▽
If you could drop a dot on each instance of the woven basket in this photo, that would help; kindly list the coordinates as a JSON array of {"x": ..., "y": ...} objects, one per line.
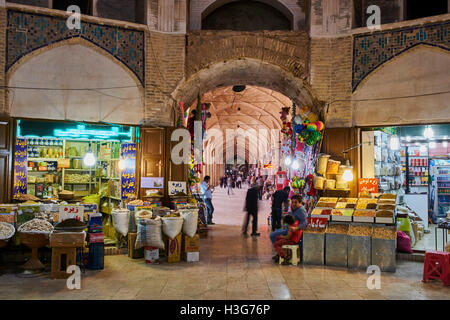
[
  {"x": 36, "y": 240},
  {"x": 3, "y": 243}
]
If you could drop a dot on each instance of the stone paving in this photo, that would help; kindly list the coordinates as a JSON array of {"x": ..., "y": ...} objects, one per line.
[{"x": 230, "y": 267}]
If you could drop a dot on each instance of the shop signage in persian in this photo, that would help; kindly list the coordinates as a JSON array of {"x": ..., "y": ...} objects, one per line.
[
  {"x": 368, "y": 184},
  {"x": 71, "y": 212},
  {"x": 176, "y": 187},
  {"x": 20, "y": 168},
  {"x": 152, "y": 182},
  {"x": 317, "y": 222},
  {"x": 128, "y": 174}
]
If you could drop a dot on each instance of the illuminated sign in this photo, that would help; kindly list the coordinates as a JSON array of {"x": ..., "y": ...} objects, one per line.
[
  {"x": 81, "y": 132},
  {"x": 73, "y": 131}
]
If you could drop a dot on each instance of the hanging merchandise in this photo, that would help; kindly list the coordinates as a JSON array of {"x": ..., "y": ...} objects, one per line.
[
  {"x": 306, "y": 114},
  {"x": 310, "y": 132}
]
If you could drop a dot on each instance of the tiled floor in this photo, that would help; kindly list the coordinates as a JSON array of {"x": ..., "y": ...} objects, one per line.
[{"x": 230, "y": 267}]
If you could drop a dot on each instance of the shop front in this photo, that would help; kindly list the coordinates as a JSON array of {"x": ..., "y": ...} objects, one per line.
[{"x": 411, "y": 162}]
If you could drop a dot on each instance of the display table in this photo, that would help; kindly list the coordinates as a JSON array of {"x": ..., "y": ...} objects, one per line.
[{"x": 64, "y": 251}]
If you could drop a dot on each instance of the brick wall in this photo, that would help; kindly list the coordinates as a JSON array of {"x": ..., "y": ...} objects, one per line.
[
  {"x": 330, "y": 16},
  {"x": 390, "y": 10},
  {"x": 287, "y": 49},
  {"x": 331, "y": 76},
  {"x": 36, "y": 3},
  {"x": 117, "y": 9},
  {"x": 165, "y": 58},
  {"x": 2, "y": 58}
]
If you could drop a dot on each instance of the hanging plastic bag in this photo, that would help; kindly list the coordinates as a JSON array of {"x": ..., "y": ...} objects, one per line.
[
  {"x": 121, "y": 220},
  {"x": 149, "y": 233},
  {"x": 172, "y": 226},
  {"x": 190, "y": 219}
]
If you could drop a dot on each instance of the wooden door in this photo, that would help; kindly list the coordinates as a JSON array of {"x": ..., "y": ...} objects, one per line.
[
  {"x": 152, "y": 154},
  {"x": 6, "y": 128},
  {"x": 174, "y": 172}
]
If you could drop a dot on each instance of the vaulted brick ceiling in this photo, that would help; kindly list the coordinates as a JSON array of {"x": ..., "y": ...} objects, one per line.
[{"x": 259, "y": 109}]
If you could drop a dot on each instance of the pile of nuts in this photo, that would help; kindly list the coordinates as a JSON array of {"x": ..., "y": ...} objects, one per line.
[
  {"x": 361, "y": 213},
  {"x": 36, "y": 225},
  {"x": 5, "y": 231},
  {"x": 384, "y": 233},
  {"x": 361, "y": 231},
  {"x": 385, "y": 214},
  {"x": 314, "y": 230},
  {"x": 337, "y": 229}
]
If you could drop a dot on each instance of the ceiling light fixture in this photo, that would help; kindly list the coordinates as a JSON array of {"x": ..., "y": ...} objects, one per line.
[{"x": 428, "y": 132}]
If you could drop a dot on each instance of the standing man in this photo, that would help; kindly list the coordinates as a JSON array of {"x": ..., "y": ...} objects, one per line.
[
  {"x": 239, "y": 182},
  {"x": 279, "y": 198},
  {"x": 229, "y": 185},
  {"x": 298, "y": 212},
  {"x": 251, "y": 206},
  {"x": 206, "y": 190},
  {"x": 261, "y": 186}
]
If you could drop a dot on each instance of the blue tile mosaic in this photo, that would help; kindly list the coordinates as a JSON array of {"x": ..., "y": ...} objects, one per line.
[
  {"x": 371, "y": 50},
  {"x": 28, "y": 32}
]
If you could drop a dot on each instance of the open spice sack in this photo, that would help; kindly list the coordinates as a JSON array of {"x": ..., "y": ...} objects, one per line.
[{"x": 149, "y": 233}]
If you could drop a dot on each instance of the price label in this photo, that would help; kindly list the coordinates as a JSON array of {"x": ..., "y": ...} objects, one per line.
[
  {"x": 317, "y": 222},
  {"x": 368, "y": 184}
]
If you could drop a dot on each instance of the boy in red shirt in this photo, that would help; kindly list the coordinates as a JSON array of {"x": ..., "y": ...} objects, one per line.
[{"x": 292, "y": 238}]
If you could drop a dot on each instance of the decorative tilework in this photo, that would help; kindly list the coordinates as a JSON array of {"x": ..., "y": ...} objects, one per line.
[
  {"x": 371, "y": 50},
  {"x": 30, "y": 31}
]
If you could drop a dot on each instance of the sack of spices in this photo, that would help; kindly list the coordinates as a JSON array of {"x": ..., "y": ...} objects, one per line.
[
  {"x": 190, "y": 218},
  {"x": 121, "y": 220},
  {"x": 149, "y": 233},
  {"x": 172, "y": 226}
]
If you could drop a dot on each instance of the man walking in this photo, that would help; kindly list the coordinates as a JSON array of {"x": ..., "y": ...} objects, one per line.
[
  {"x": 206, "y": 190},
  {"x": 278, "y": 199},
  {"x": 251, "y": 206},
  {"x": 298, "y": 212}
]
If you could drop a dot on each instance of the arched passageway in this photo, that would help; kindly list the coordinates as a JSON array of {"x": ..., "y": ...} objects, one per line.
[{"x": 90, "y": 86}]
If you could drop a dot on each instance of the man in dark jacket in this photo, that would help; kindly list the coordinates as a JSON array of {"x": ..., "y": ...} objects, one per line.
[
  {"x": 278, "y": 198},
  {"x": 251, "y": 206}
]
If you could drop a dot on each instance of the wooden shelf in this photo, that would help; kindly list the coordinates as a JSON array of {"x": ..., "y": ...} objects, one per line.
[{"x": 43, "y": 159}]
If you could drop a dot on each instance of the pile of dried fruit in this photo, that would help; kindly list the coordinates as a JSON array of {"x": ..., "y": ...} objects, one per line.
[
  {"x": 371, "y": 206},
  {"x": 337, "y": 229},
  {"x": 361, "y": 231},
  {"x": 323, "y": 199},
  {"x": 347, "y": 212},
  {"x": 384, "y": 233},
  {"x": 386, "y": 207},
  {"x": 361, "y": 213},
  {"x": 349, "y": 200},
  {"x": 314, "y": 230},
  {"x": 6, "y": 231},
  {"x": 36, "y": 225},
  {"x": 136, "y": 202},
  {"x": 385, "y": 214}
]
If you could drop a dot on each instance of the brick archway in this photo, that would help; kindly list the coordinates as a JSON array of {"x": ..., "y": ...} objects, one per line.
[{"x": 247, "y": 71}]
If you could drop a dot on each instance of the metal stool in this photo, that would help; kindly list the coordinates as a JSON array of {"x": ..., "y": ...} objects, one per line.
[
  {"x": 295, "y": 249},
  {"x": 437, "y": 266}
]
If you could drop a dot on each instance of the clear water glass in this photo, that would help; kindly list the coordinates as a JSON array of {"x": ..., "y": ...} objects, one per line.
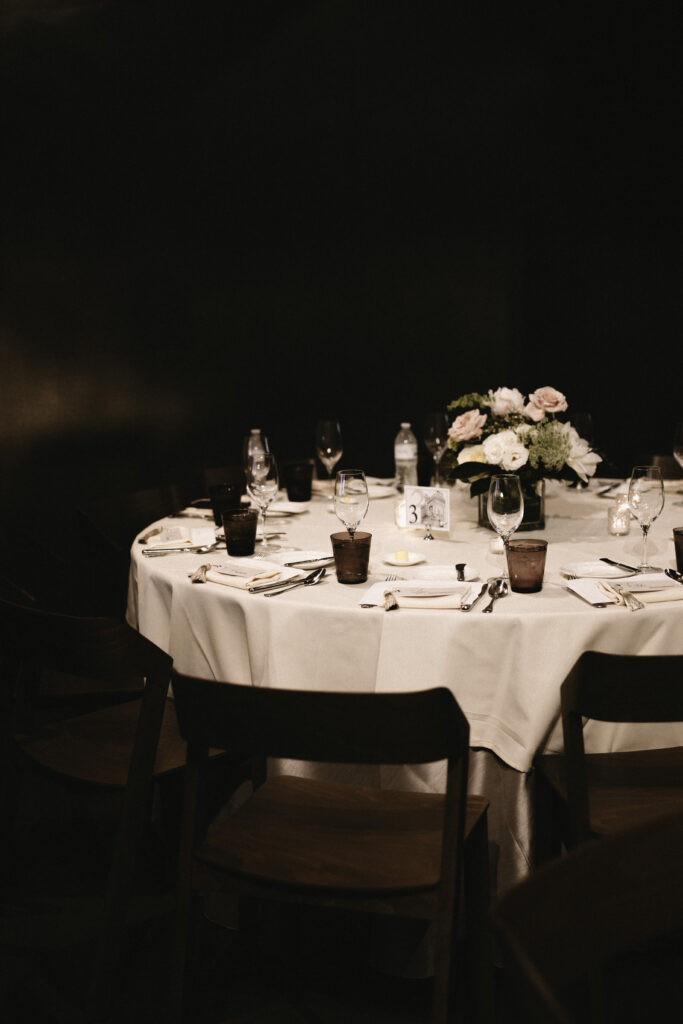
△
• _INSTRUCTIONS FOR THE TASK_: Please show every line of the rows above that contains the word "hanging", copying each line in full.

• _ANSWER FOR THIS EXERCISE_:
If you could drop a dot on each instance of the hanging merchandise in this photo, that would help; kindly list the coordinates as a JSON array of {"x": ..., "y": ...} objects, one per line.
If you could drop a dot on each instance of the hanging plastic bag in this photo, that would help; kindly list the coordinates as a JSON array of {"x": ..., "y": ...} objects, one per line.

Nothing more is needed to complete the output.